Is this your favorite Star Wars movie, Mana?
Yes, it is.
There's like a couple holes,
but I like the way it connects the movies.
I love that the cast is like almost all
people of color and they're
amazing actors and
they don't make a big deal of
that they just like deliver on
this impressive cast
that's true I love that
and I mean it's almost more
it's better that we don't get to see too much of them because like
in the other movies it's like seeing too much of them makes the characters weaker.
Like in the first prequels when you have to see how, and you guys have maybe talked about this, but like the loops, basically how stupid they make Natalie Portman's character is painful because they make her be like I'll marry you
even though you're fucking crazy
it doesn't make sense
whereas these characters have a singular
focus they die
for what they believe in
and that's it you're like bye but it's kind of
awesome that way because that's what
we asked for
I agree the only thing that doesn't totally
make sense is like the way
the way the planets blow up
is different cause like in the early
movies when the planets blow up they
fucking go right
and in this one they kind of blow up
a little more slow style
I think or maybe that's
just how space and time works
um but uh
I guess that's the only hole I can poke in it
and then the weird digital faces of people uh but I guess that's the only hole I can poke in it and then the weird digital faces of people
but I really like it.
I think it's my favorite.
You made me appreciate it more.
I'll say that.
Okay, fair.
Yes, talking to you also made me appreciate it more.
And Variety said,
not only does Rogue One overlap ever so slightly
with A New Hope
but it takes that blockbuster's biggest weakness
that a small
one-man fighter can blow up a battle station
the size of a Class 4 moon, and actually
turns this egregious design flaw into an
asset. Now we know why the Death
Star has an Achilles heel, and how that information
fell into Princess Leia's hands. Director
Gareth Edwards has finally made the first
Star Wars movie for grown-ups.
Yeah. Yeah? I love that about
it. It's honestly like,
it's in terms of generosity,
could you think of anything nicer
than someone creating a multi-million dollar movie
that makes another,
your other movie look better?
That is very generous.
And that's what Disney's all about.
Generosity.
But I totally get that it's like,
it can be a bit disorienting uh if you're not
like excited to see the connecting dots right yeah i i i guess i think maybe
life would be so much easier if these movies were just made in sequential order
yes like if i could just just, if it just came out
like a normal fucking movie franchise.
Or if they said, like,
hey, at the beginning,
this one goes between these two.
Yeah.
Like, just so I could have,
because I don't want to Google it
because I'm going into it blind.
I like that.
Right.
But, like, they don't help me at all.
It's a scam.
It's like Dianetics.
It's like as soon as you buy
the first book, there's more. It's a scam. It's like Dianetics. It's like as soon as you buy the first book,
there's more.
It's a scam.
It's a good scam, but yeah. But they could just,
since they're called episodes,
they could do a recap.
That's what most television episodes give you.
Right, oh my God.
To be like, and we're back.
Oh my God.
I would love that.
Last week on Star War.
That would be amazing.
20 years ago on Star Wars movie.
The last time you saw these characters.
Mono, I feel like you really
shed some positive light
on this film and made us like it more
or appreciate it more and that's very cool.

**BRIEF A:** In the Star Wars conversation, who does the quoted Variety review name as the director?
**BRIEF B:** Summarize the Star Wars conversation in two sentences.
**BRIEF C:** Write the next part of the Star Wars conversation, picking up after its last line.

**Extracted rows:**
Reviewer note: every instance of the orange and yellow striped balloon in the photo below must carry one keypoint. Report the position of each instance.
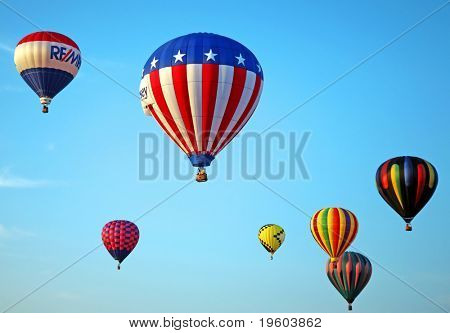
(334, 229)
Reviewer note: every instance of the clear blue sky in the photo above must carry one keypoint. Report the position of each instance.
(76, 168)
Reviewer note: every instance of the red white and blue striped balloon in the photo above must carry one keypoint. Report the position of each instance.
(202, 89)
(47, 61)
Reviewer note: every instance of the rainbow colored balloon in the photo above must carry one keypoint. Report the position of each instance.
(406, 183)
(334, 229)
(349, 275)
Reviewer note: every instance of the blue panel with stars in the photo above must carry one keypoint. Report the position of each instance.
(203, 48)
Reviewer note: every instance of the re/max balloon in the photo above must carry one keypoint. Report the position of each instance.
(47, 61)
(271, 236)
(334, 229)
(406, 183)
(201, 89)
(349, 275)
(120, 238)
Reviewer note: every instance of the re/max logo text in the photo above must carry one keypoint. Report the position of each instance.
(64, 54)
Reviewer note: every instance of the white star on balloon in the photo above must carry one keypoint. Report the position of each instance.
(240, 60)
(210, 55)
(154, 61)
(179, 56)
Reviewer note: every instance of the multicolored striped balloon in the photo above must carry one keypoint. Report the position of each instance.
(271, 236)
(406, 183)
(201, 89)
(334, 229)
(120, 238)
(349, 275)
(47, 61)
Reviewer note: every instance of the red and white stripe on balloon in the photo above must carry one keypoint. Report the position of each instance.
(201, 89)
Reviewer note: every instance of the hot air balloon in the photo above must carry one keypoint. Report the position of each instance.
(201, 89)
(271, 236)
(120, 238)
(47, 61)
(334, 229)
(406, 183)
(350, 275)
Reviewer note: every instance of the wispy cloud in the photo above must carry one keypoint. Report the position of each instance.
(9, 180)
(6, 48)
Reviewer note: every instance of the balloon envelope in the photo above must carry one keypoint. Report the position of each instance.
(406, 183)
(120, 238)
(349, 275)
(202, 88)
(271, 236)
(48, 62)
(334, 229)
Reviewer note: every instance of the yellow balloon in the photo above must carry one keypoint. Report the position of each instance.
(271, 237)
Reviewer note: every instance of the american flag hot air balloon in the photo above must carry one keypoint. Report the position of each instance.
(201, 89)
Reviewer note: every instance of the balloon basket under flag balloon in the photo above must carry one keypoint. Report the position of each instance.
(45, 101)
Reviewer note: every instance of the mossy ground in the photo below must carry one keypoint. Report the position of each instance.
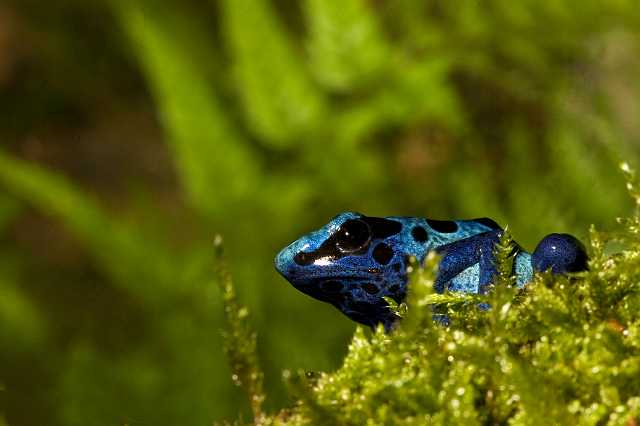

**TASK RESPONSE A:** Gareth Edwards.

**TASK RESPONSE B:** The speakers praise Rogue One's cast and the way it connects the movies, naming only a few holes, such as how the planets blow up and the digital faces. They quote a Variety review saying the film explains the Death Star's weakness, and they wish the movies came out in order or opened with a recap.

**TASK RESPONSE C:**
Totally.
Do you have anything you want to plug while you're here?
Yes. I want to plug while you're here yes um i want to plug um
our drag the drag podcast i do with nicole called drag her very fun very queer a good old time
um listen to my other podcast with betsy sadaro on patreon called we love trash
so fun and dumb we talk about all stupid stuff like bad dating shows and stupid movies and horror.
And we just improvise the stupidest things.
And follow me anywhere online at my name, Mono Gapion.
Great.
Nicole?
Well, I've got a book coming out June 2nd.
It's called Hashtag Very Fat, Hashtag Very Brave.
The Fat Girl's Guide to Being Brave
and Not a Melancholy Down the Dump
Sweeping Fat Girl in a Bikini. You can pre-order
that with any link in my bio.
I'm Nicole Byer on social
media. Also, Nailed It
is new. That is out
on Netflix.
My other podcast, Why Won't You Date Me?
Drag Her, Best Friends,
and on Patreon, 90 90 day bay where me
and marcy jerro talk about 90 day fiance and this last episode was wild oh my god it was so good
this season is amazing oh my god lunatic the guy going to um russia i think or poland or where is
he the one guy who's like his girl isn't showing up at the train station.
Oh my God. What's his name?
Richard? He's truly incredible.
He rides a unicycle.
Everyone's a lunatic on this show.
Oh my God.
Okay, my plugs for today
are my Patreon.
Patreon.com slash Lauren Lapkus. You can come
see I'm doing improv. I'm doing watch-alongs
to Star Wars films. I'm stuck at home improv i'm doing watch alongs to star wars films i'm stuck at home i'm doing watch alongs to hook roger rabbit i'm going down all
these nostalgic pathways and it's very fun um also improv episodes and my short film is up there
which is fun and lots of different stuff every week and i don't even go on a schedule i just
put stuff up all the time so come follow me me there. And I have my podcast, Threedom, with special
guest Lauren Lapkus, Raised by TV. All of those seasons are over, but you can catch the old
episodes online and catch up. And what else? I mean, I'm on Good Girls, recurring, starting
last Sunday. So this week there was another episode. You can catch those on Hulu if you
didn't see them on NBC. And I have a fun little arc this season. So check it
out. And that's all I want to say. That's amazing.
Before we go,
we should read some five-star reviews.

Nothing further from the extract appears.